» **Saved entries**
————
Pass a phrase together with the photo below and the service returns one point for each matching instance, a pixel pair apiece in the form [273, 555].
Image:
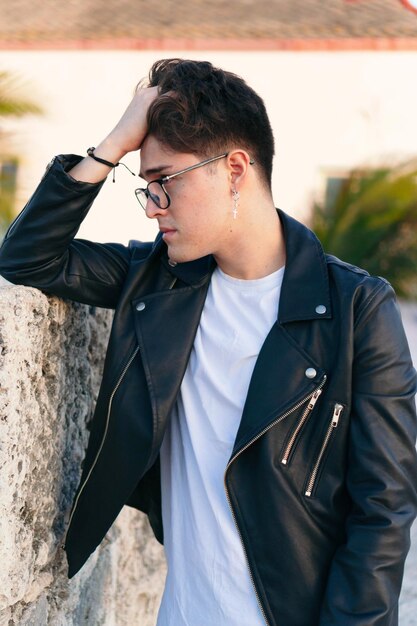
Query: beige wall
[329, 111]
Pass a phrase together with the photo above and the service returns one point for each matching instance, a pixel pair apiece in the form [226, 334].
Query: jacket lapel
[166, 324]
[278, 383]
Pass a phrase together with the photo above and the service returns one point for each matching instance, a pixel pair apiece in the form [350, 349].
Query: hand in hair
[126, 136]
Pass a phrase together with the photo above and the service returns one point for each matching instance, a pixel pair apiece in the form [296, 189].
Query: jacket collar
[305, 288]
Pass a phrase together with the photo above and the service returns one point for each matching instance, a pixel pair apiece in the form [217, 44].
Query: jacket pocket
[331, 429]
[293, 438]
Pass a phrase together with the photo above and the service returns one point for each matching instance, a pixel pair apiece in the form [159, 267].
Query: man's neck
[256, 248]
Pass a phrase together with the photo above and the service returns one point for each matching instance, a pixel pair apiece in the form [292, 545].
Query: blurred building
[338, 79]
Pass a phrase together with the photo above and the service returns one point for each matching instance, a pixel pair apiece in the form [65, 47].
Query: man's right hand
[127, 136]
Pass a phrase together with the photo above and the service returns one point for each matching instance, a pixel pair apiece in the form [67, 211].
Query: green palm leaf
[372, 222]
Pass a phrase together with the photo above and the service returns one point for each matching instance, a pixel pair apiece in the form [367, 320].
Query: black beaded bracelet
[90, 152]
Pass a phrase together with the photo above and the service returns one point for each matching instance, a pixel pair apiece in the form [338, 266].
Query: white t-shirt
————
Give the data above again in full and unchanged, skipping the pictures.

Pass a phrase together with the photo below and the service returns one point for each matching instance, a pixel pair apiece in the form [273, 555].
Image:
Query: beige wall
[329, 111]
Pass a phrase together with the photo above and the service returns one point for each matching instance, a pixel pair apiece in the form [226, 334].
Query: jacket lapel
[166, 324]
[278, 383]
Pass a phrase together with the photo above and the service returns one point for each matching instance, a pixel pair apiece in the form [350, 349].
Query: hand in hair
[126, 136]
Pass a phrase together with the photo above and the service returns one point for each matching instance, a pixel pair apiece in the form [296, 189].
Query: jacket collar
[305, 288]
Pass a phrase together with the photo above and the service returns one point for each matching instance, a pixel pair apiece in the form [217, 44].
Query: jacket pocket
[331, 429]
[293, 438]
Pass a phrase together with the photo above and the service returns one point for each matching instance, a pixel pair apiece in the form [159, 267].
Query: man's neck
[256, 248]
Pass a phrase together with the photo above and the service returns one point for each matching instance, a pixel pair apiece in the form [292, 545].
Query: blurred building
[338, 79]
Pass a phrase together with the photo above and the service returns one point for each matching instance, a pixel pair apiece in the form [65, 47].
Query: man's right hand
[127, 136]
Pass a phrase together with the photo above and the service returns one point for each matching instance, a pixel pair apiece in the form [67, 211].
Query: green palm leaf
[372, 222]
Pass a phrase together with the photo above and the service returns one point for each matching instance, a pixel pair apiece in the form [367, 320].
Query: black beaded bracelet
[90, 152]
Pass a phrase together with the photo above and the service returns one point for each matching instance, a pixel pair apiece in the form [338, 266].
Query: white t-shirt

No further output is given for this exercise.